■ **Extracted entries**:
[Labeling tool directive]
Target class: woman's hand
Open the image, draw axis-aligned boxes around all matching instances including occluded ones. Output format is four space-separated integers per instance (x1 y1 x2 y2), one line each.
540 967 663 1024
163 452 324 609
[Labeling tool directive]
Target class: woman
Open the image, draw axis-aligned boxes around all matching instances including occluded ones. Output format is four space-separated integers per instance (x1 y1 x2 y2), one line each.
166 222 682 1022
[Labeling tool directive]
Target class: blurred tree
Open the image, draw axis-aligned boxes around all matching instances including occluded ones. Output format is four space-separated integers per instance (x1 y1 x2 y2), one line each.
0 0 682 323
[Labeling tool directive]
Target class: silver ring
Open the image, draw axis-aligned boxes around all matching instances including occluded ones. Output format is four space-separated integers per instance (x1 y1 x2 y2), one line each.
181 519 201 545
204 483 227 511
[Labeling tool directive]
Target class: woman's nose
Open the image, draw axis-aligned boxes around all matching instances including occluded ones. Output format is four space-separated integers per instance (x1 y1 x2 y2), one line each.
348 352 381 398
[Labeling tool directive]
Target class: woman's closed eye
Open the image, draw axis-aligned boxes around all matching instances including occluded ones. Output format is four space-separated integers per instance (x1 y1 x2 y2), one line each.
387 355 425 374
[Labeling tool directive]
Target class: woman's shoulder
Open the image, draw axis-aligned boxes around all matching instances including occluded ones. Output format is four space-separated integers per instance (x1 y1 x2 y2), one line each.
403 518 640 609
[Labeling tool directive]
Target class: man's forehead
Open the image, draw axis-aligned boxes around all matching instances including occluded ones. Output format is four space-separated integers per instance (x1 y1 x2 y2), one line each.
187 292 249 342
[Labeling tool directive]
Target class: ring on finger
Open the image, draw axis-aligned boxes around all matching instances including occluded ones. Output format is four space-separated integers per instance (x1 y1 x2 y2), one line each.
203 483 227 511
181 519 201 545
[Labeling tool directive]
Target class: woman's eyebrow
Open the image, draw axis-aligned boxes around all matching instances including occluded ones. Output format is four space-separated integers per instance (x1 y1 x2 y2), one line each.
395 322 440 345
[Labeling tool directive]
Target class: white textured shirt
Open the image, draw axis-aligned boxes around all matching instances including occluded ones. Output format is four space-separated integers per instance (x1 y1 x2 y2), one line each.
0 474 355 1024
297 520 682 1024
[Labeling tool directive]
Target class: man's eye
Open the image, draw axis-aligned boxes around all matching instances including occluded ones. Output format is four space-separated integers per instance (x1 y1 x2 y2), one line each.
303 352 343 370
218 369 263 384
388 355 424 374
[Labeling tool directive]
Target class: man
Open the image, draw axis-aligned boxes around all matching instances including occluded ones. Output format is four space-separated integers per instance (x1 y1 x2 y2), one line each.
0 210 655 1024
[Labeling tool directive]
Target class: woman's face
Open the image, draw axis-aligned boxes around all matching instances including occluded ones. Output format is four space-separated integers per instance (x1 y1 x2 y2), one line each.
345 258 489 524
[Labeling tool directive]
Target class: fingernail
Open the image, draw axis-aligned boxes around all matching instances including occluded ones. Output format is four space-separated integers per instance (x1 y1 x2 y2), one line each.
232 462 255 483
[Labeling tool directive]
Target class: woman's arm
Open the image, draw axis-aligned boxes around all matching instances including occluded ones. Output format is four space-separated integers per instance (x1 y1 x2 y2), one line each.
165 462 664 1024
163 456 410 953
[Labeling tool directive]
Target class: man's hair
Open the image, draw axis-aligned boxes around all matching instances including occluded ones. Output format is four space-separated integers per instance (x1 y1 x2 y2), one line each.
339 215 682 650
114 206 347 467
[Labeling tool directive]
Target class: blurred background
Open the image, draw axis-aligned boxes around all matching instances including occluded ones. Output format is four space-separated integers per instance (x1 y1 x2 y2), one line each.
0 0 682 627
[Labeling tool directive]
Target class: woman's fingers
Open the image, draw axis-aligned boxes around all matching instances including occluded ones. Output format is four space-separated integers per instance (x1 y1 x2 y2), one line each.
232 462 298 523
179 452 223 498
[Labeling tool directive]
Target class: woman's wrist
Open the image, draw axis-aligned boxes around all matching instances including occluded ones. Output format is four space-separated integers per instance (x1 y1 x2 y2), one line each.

■ **Work to complete**:
Lay out every line of the records as a Markdown table with two columns, Row and Line, numbering each row and leaving out blank lines.

■ **Expected answer**:
| Row | Line |
|---|---|
| 1 | [Labeling tool directive] |
| 2 | Target class: woman's hand |
| 3 | Open the image, draw axis-aligned boxes around all matching instances including occluded ones. Output format is four space-separated integers per instance (x1 y1 x2 y2), one line each. |
| 4 | 540 967 663 1024 |
| 5 | 163 452 324 609 |
| 6 | [Labeling tool directive] |
| 7 | Target class: woman |
| 8 | Open the image, draw axis-aligned boxes around all matching instances including occluded ones. Output format is four space-separated integers per instance (x1 y1 x2 y2), one line each. |
| 9 | 166 222 682 1022 |
| 10 | [Labeling tool directive] |
| 11 | Target class: blurred tree |
| 12 | Open the image, draw axis-aligned boxes around all matching instances including occluded ones. Output format is four space-separated integers per instance (x1 y1 x2 y2), one line each. |
| 13 | 0 0 682 323 |
| 14 | [Labeling tool directive] |
| 15 | Target class: silver ring |
| 16 | Open the image, draw axis-aligned boxes around all matching instances including occluded ones. Output format is four space-separated integers per instance (x1 y1 x2 y2), one line each. |
| 17 | 181 519 201 545 |
| 18 | 204 483 227 511 |
| 19 | [Labeling tool directive] |
| 20 | Target class: woman's nose |
| 21 | Open the image, draw axis-aligned boxes around all matching instances including occluded ones. Output format is four space-separated integers per instance (x1 y1 x2 y2), one line each. |
| 22 | 348 352 381 398 |
| 23 | [Labeling tool directive] |
| 24 | Target class: woman's closed eye |
| 25 | Open the image, draw axis-aligned boxes around all matching instances including occluded ones. Output format is four space-separated integers per instance (x1 y1 x2 y2), one line each. |
| 26 | 387 355 425 374 |
| 27 | [Labeling tool directive] |
| 28 | Target class: woman's shoulder |
| 29 | Open the image, draw axis-aligned boxes around all matching instances including occluded ones. Output format is four space-separated integers per instance (x1 y1 x2 y2), one line each. |
| 30 | 403 518 640 609 |
| 31 | [Labeling tool directive] |
| 32 | Target class: man's forehead |
| 33 | Open the image, draw axis-aligned boxes around all matching instances including occluded ones. Output format is four space-separated integers per instance (x1 y1 x2 y2), one line each. |
| 34 | 187 292 249 342 |
| 35 | [Labeling tool directive] |
| 36 | Target class: ring on finger |
| 37 | Open the image, draw axis-aligned boxes around all matching instances including occluded ones. Output format is four space-separated integers per instance (x1 y1 x2 y2), one line each. |
| 38 | 203 483 227 511 |
| 39 | 181 519 201 545 |
| 40 | [Labeling tool directive] |
| 41 | Target class: woman's eyebrow |
| 42 | Open the image, draw axis-aligned boxes around all matching instances including occluded ones. Output format is four space-separated integers per instance (x1 y1 x2 y2), one line each. |
| 43 | 395 322 440 345 |
| 44 | [Labeling tool directive] |
| 45 | Target class: white textured shirt |
| 46 | Open the image, draw axis-aligned boxes around all matching instances including occluded ones. Output format is four space-separated integers per instance (x1 y1 x2 y2), one line each. |
| 47 | 0 474 355 1024 |
| 48 | 297 520 682 1024 |
| 49 | [Labeling tool directive] |
| 50 | Target class: man's eye |
| 51 | Open the image, draw axis-aligned boxes around all matching instances including occluded ones. Output format is four space-separated integers per instance (x1 y1 x2 y2), one line each. |
| 52 | 303 352 343 370 |
| 53 | 218 369 263 384 |
| 54 | 388 355 424 374 |
| 55 | [Labeling tool directive] |
| 56 | Target class: man |
| 57 | Open the image, draw axis-aligned boxes around all matching instances including occluded ones. Output format is four space-separated integers per instance (x1 y1 x2 y2), one line each. |
| 58 | 0 210 655 1024 |
| 59 | [Labeling tool directive] |
| 60 | Target class: woman's face |
| 61 | Open the image, draw axis-aligned boxes around all matching instances including occluded ones. Output format is four space-separated integers per instance (x1 y1 x2 y2), one line each. |
| 62 | 345 258 489 524 |
| 63 | [Labeling tool directive] |
| 64 | Target class: fingernail |
| 65 | Open the image, draw axis-aligned boxes around all matching instances including occluded ones. Output format is four space-separated integers per instance (x1 y1 x2 y2), one line each. |
| 66 | 232 462 255 483 |
| 67 | [Labeling tool directive] |
| 68 | Target class: woman's arm |
| 69 | Open the image, draw axis-aligned boxes around all matching instances including occluded ones. Output format is four space-separated integers per instance (x1 y1 x2 y2), one line each. |
| 70 | 165 462 664 1024 |
| 71 | 163 456 410 953 |
| 72 | [Labeling tool directive] |
| 73 | Target class: man's hair |
| 74 | Open the image, draw axis-aligned boxes around all matching instances including occluded ones. Output format is four space-separated integers per instance (x1 y1 x2 y2), one line each. |
| 75 | 339 215 682 650 |
| 76 | 114 206 347 467 |
| 77 | [Labeling tool directive] |
| 78 | Target class: blurred background |
| 79 | Open the image, draw axis-aligned boxes around all matching instances including occluded ones. Output format is four space-separated integers per instance (x1 y1 x2 y2), one line each. |
| 80 | 0 0 682 627 |
| 81 | [Labeling tool directive] |
| 82 | Target class: woman's fingers |
| 83 | Open the image, draw axis-aligned boxes around all matching instances including occluded ones. Output format is four space-separated integers per instance (x1 y1 x2 y2), one line each. |
| 84 | 232 462 298 523 |
| 85 | 179 452 223 498 |
| 86 | [Labeling tool directive] |
| 87 | Target class: woman's wrist |
| 88 | Open the image, draw axis-aligned boxes around all matching instances including occluded ones. Output format is four space-separated integers per instance (x1 y1 x2 y2), one line each. |